Collected data:
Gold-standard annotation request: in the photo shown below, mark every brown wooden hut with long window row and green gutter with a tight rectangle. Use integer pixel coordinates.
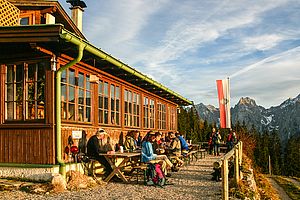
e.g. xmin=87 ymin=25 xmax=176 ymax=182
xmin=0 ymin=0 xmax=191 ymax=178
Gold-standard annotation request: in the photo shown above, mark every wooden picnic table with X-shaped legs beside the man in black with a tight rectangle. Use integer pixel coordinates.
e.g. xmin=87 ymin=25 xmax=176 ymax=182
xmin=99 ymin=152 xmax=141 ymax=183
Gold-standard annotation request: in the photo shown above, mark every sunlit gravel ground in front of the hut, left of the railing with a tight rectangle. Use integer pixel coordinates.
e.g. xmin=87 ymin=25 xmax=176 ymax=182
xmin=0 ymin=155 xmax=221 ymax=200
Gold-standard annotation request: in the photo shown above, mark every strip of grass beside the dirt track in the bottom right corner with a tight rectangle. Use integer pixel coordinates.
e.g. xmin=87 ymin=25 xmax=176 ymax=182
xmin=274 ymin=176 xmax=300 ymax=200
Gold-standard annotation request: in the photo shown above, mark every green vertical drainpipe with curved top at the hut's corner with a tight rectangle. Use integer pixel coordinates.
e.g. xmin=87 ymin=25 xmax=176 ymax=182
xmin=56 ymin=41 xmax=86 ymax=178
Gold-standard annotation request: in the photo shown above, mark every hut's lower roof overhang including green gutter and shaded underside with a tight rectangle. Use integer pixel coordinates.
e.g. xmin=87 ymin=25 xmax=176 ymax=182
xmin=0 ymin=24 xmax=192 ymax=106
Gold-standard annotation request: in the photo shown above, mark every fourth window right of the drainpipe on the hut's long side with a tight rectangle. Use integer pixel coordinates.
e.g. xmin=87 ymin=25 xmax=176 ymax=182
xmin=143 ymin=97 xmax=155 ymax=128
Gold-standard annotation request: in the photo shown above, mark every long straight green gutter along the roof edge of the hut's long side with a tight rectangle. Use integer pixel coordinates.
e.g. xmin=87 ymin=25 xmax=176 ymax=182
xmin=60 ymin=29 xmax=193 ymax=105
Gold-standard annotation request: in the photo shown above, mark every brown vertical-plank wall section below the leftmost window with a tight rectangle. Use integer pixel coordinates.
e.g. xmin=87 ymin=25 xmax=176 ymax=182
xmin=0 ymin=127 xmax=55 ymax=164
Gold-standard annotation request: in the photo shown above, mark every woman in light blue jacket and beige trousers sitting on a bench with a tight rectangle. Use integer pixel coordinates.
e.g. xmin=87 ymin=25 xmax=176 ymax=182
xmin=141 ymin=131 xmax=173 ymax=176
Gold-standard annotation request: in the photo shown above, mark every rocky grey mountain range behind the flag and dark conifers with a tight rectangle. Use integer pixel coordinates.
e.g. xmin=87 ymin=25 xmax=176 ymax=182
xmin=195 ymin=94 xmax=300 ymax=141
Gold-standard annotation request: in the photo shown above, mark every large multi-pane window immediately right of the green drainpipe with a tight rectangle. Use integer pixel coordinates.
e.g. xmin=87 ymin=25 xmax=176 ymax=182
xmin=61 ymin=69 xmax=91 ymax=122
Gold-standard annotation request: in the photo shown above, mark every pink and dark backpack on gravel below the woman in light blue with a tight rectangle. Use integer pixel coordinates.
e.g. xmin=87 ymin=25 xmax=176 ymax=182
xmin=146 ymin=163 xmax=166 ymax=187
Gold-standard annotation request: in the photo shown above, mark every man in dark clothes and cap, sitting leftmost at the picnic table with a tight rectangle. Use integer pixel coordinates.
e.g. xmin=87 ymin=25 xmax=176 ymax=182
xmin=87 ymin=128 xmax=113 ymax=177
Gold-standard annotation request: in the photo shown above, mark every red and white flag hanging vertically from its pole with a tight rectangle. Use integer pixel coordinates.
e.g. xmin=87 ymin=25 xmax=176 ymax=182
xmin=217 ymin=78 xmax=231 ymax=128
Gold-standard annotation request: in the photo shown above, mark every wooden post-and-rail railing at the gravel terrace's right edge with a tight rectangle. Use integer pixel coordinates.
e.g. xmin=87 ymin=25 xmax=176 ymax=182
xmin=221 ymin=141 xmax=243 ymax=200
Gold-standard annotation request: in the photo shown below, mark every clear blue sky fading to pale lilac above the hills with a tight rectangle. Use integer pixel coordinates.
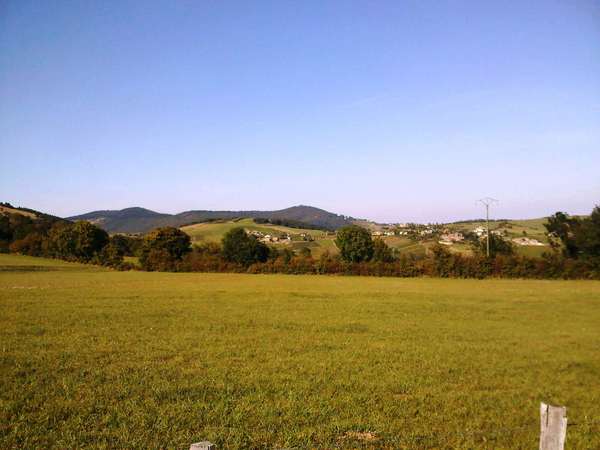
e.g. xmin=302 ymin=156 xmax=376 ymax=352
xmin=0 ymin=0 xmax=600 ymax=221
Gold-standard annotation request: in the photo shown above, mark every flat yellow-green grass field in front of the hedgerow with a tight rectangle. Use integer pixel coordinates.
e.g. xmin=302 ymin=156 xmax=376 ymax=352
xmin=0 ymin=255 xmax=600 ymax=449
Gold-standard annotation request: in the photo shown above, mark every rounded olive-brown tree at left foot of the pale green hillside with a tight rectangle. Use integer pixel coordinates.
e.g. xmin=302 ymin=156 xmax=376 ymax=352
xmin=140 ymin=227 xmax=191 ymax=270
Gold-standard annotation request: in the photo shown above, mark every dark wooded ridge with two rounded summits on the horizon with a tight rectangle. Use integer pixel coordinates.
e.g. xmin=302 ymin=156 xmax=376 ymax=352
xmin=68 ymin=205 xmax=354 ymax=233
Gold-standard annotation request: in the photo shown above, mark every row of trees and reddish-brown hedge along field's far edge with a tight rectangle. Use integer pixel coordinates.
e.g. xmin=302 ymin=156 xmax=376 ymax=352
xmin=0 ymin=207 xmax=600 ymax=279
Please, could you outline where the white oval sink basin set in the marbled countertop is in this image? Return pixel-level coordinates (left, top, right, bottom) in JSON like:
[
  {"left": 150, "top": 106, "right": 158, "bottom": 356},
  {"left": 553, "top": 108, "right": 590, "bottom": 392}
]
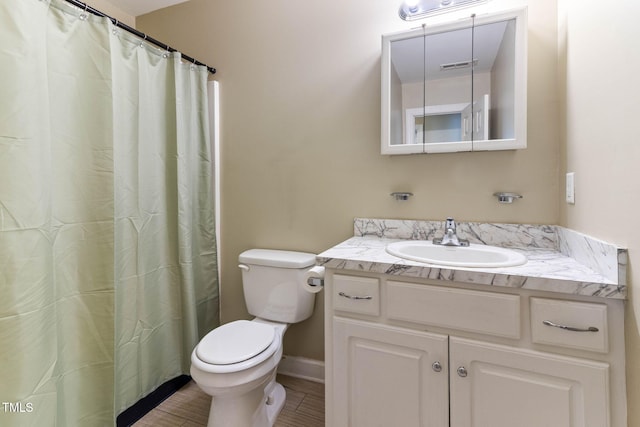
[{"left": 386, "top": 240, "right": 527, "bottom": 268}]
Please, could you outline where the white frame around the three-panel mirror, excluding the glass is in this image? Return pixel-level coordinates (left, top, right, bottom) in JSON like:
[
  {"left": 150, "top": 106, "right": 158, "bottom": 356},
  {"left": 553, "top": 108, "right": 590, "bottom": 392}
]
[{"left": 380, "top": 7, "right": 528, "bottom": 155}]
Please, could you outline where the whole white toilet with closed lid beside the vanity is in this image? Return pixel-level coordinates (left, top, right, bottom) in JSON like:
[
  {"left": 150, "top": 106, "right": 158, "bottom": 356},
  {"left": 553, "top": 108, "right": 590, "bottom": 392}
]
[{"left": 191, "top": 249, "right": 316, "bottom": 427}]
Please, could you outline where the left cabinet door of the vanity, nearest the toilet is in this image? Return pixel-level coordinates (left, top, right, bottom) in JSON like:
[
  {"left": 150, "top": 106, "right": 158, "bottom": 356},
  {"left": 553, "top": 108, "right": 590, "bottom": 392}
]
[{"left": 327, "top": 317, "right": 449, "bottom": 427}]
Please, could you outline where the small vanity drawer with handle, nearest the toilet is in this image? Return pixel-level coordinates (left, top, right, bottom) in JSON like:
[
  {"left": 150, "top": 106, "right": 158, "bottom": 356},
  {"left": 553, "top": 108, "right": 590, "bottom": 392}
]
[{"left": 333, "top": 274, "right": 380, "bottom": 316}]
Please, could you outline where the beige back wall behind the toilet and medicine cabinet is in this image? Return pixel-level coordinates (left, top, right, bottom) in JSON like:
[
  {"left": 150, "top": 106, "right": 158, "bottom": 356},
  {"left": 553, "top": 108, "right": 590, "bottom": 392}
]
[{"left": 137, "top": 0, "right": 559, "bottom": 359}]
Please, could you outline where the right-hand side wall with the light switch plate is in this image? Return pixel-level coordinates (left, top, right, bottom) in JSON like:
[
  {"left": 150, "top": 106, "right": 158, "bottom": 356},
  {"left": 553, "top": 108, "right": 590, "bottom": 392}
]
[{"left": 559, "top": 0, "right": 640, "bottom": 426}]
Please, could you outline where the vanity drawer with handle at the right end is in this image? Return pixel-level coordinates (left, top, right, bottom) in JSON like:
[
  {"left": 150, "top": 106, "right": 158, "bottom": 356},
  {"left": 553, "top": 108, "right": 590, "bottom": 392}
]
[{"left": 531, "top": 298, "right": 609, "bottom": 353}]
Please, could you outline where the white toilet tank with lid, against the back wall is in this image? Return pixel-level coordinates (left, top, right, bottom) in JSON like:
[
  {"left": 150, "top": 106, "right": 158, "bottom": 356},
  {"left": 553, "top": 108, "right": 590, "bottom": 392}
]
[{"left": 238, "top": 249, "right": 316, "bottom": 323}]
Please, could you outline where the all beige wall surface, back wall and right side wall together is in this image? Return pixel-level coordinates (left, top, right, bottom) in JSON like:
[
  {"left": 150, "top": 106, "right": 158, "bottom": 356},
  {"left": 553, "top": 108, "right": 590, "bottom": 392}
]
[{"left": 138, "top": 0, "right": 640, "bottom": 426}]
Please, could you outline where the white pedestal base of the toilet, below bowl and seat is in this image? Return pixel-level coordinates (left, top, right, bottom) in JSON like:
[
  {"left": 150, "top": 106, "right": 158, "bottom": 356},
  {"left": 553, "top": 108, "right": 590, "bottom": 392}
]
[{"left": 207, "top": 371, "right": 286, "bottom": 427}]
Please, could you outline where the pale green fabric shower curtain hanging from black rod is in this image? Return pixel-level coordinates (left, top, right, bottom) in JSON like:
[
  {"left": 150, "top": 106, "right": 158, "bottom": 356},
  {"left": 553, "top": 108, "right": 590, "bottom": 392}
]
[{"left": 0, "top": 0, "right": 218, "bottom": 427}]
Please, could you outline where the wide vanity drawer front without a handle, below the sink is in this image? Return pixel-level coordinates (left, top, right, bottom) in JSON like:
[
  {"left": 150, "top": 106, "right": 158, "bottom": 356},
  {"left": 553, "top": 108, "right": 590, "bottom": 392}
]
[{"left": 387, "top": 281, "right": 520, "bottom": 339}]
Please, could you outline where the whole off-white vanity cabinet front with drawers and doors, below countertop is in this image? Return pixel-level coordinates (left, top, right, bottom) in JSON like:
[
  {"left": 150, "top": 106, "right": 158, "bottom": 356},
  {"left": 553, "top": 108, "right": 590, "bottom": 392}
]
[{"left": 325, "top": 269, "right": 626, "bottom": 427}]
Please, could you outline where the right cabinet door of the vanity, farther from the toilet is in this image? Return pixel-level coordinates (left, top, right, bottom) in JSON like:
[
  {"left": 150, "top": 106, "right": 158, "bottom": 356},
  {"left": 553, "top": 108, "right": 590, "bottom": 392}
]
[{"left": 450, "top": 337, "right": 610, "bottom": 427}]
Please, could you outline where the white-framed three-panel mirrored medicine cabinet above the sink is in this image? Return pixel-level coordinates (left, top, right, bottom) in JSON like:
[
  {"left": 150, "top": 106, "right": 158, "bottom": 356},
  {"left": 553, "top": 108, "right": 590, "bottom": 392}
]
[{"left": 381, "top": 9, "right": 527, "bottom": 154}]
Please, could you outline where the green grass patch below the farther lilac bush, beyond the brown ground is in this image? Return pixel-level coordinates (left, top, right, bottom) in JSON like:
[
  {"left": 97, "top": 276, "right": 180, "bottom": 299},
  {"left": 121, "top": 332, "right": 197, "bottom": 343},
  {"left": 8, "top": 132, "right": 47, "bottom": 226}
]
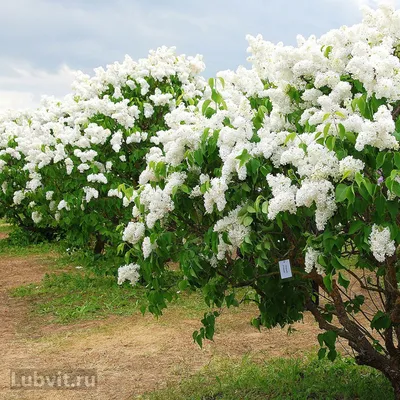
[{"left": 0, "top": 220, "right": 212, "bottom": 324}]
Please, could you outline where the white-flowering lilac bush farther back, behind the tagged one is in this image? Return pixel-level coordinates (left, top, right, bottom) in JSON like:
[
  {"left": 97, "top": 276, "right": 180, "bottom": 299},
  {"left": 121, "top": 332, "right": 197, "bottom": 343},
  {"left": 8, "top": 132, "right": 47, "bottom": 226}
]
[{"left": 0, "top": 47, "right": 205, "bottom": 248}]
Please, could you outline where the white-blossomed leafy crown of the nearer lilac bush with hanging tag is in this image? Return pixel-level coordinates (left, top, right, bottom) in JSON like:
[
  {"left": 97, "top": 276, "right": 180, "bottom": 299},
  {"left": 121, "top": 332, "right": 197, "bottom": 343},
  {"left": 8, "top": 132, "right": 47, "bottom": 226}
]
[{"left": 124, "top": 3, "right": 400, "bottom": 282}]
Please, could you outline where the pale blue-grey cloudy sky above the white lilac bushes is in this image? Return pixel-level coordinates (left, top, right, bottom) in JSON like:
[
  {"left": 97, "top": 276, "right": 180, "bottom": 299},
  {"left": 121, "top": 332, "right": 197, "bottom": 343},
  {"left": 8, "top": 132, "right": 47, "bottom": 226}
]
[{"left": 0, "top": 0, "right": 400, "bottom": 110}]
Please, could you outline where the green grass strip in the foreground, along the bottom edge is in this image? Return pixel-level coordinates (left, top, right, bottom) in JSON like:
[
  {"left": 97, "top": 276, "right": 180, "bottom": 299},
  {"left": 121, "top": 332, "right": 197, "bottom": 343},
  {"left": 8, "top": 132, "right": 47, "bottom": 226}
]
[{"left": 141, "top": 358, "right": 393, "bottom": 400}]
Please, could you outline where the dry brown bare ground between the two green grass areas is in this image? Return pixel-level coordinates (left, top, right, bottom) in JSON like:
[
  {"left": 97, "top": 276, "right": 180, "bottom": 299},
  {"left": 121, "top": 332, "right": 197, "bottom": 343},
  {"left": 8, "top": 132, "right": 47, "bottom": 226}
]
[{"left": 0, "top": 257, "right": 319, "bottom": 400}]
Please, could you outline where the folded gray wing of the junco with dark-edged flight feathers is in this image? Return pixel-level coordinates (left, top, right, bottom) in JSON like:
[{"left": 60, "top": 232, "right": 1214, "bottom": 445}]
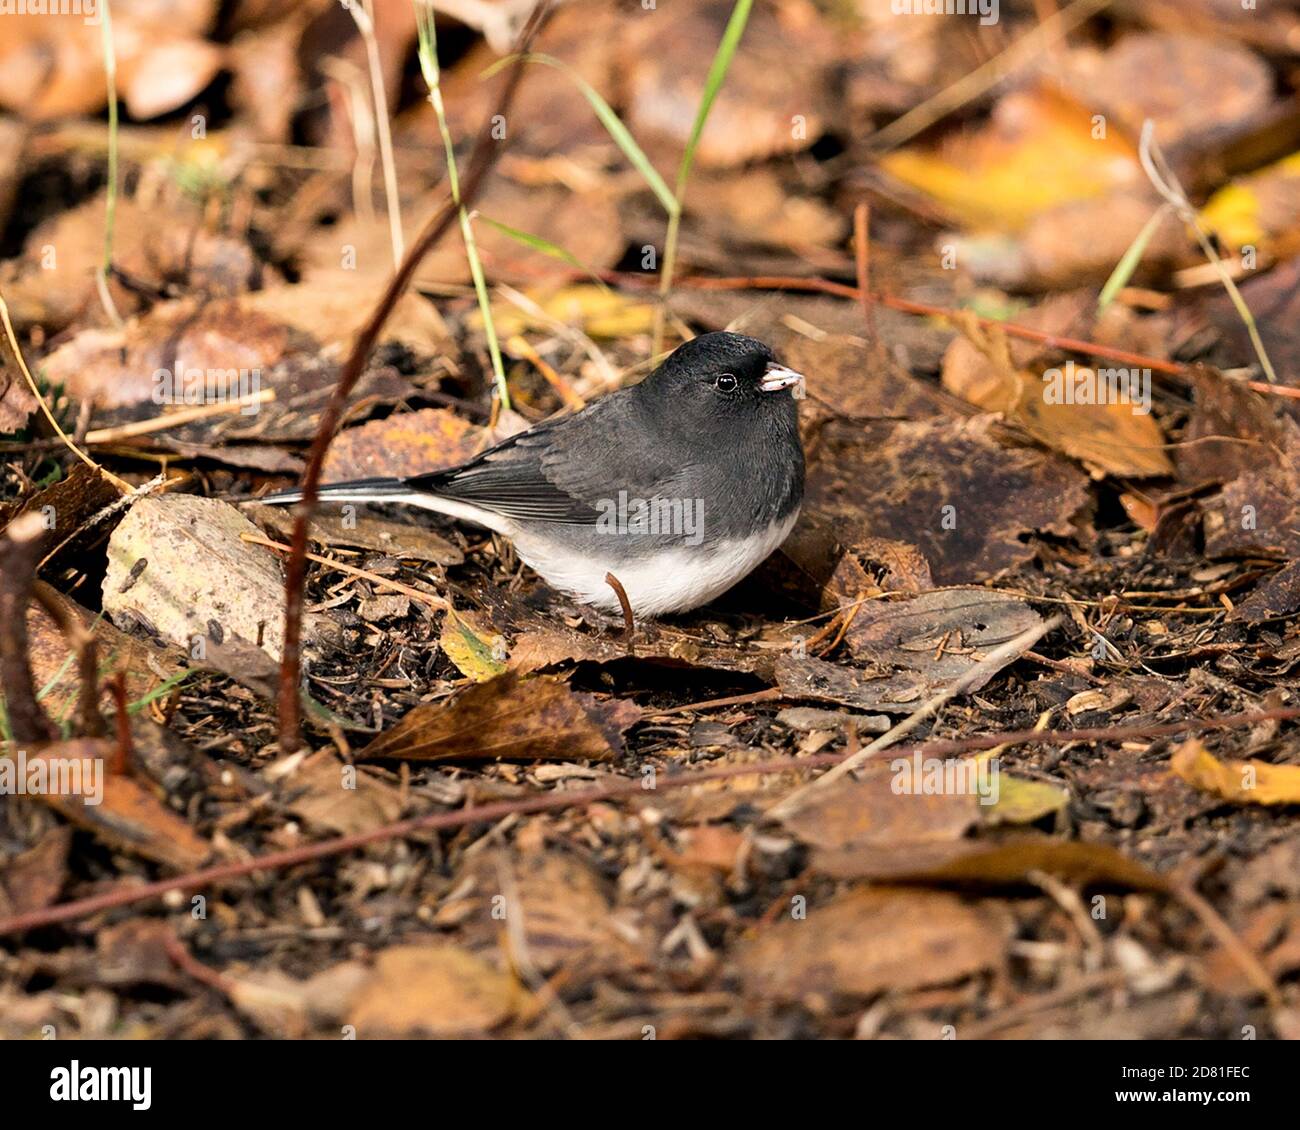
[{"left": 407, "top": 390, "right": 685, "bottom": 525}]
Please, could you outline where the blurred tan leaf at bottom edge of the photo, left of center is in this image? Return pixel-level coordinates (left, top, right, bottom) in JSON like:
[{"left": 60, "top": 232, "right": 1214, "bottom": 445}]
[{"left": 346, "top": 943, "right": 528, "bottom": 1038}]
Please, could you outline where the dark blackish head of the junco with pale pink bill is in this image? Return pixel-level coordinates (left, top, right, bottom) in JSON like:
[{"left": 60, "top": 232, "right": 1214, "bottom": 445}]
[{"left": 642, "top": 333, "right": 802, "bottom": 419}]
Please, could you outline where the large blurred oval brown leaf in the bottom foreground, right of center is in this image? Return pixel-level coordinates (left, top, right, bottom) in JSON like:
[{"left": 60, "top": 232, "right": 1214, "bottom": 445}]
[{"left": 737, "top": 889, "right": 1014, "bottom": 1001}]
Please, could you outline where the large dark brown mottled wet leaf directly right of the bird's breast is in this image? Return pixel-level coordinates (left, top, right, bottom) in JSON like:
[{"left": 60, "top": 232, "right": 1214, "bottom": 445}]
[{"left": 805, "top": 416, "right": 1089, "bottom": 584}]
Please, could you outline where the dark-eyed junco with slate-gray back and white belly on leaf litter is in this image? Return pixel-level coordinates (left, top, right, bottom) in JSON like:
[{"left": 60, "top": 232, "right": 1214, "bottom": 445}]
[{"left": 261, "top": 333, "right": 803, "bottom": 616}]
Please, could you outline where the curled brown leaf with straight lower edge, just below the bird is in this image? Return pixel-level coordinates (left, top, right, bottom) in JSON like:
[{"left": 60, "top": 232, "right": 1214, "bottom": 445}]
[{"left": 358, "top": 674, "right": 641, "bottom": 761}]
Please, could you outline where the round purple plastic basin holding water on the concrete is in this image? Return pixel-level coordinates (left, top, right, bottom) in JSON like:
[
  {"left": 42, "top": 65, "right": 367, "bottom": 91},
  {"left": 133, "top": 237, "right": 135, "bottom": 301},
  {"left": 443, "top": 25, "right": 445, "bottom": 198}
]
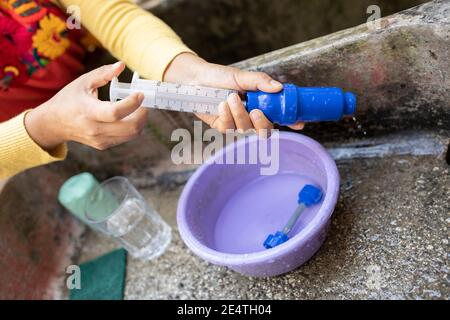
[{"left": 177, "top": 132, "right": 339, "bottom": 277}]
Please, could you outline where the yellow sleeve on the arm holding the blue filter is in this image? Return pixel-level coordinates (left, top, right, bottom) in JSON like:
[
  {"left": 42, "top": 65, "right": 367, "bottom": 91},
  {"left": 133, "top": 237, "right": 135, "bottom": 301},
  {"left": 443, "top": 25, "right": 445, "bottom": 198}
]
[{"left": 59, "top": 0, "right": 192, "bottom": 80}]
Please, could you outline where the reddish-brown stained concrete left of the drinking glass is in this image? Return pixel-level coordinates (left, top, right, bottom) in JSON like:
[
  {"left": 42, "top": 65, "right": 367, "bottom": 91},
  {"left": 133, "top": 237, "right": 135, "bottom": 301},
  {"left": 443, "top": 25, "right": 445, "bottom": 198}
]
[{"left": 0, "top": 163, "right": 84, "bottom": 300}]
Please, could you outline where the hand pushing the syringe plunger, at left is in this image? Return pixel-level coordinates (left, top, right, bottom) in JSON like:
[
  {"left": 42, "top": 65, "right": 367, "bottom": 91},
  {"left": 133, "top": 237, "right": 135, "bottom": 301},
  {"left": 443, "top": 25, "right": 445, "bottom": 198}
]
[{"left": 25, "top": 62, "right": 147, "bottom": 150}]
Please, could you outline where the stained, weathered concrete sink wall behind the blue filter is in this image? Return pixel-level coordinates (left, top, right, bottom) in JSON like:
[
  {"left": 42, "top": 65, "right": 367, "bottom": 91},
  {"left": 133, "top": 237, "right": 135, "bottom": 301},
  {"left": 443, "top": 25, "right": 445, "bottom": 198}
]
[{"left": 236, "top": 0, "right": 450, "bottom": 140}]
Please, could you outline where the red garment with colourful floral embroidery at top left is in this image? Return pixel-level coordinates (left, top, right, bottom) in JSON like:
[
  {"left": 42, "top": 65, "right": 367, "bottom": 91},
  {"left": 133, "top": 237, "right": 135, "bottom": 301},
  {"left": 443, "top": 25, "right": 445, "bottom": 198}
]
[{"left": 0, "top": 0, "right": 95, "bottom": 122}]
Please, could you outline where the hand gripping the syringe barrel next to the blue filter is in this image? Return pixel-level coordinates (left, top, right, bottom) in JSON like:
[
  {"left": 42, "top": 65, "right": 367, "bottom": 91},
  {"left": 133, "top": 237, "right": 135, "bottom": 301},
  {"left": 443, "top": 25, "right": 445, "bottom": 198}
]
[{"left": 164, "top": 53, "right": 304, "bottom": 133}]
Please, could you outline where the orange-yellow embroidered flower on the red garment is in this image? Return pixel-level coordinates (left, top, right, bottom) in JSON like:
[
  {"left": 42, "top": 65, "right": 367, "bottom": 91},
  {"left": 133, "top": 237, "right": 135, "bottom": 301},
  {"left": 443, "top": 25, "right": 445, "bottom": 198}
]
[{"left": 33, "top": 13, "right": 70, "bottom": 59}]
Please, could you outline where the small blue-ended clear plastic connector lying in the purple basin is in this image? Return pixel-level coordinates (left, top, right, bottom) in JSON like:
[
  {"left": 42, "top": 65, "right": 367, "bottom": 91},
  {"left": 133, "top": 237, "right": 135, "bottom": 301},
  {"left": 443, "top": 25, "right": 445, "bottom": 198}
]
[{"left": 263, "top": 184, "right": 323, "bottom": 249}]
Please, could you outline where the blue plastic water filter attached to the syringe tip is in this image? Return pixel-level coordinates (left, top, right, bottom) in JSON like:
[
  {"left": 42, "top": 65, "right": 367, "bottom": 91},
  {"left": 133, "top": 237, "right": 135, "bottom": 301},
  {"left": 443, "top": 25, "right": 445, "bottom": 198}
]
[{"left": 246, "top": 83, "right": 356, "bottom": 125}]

- [INSTRUCTIONS TO FOLLOW]: Which lines in the records above contain the word "glass"? Return each of them.

- [RESULT]:
Please, could you outline where the white frame around the three-panel mirror, excluding the glass is in this image? Return pixel-level coordinates (left, top, right, bottom) in JSON like:
Please, could you outline where the reddish-brown stained concrete left of the drinking glass is in this image? Return pixel-level coordinates (left, top, right, bottom) in JSON like:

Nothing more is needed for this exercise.